[Location labeling records]
## Begin

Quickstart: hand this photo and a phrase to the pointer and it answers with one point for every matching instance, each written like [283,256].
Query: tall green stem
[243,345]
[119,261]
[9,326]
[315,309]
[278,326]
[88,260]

## End

» WHAT YOU HAVE TO DO: Lay out every line of the listing as a JSON list of strings, one string per line, omitting any blank lines.

» RESULT OF THE TASK:
[
  "Quickstart: hand this photo and a phrase to the pointer and it answers with one point for every matching instance, each written like [283,256].",
  "Query: tall green stem",
  "[243,345]",
  "[119,261]",
  "[9,326]",
  "[315,309]",
  "[278,326]",
  "[88,260]"
]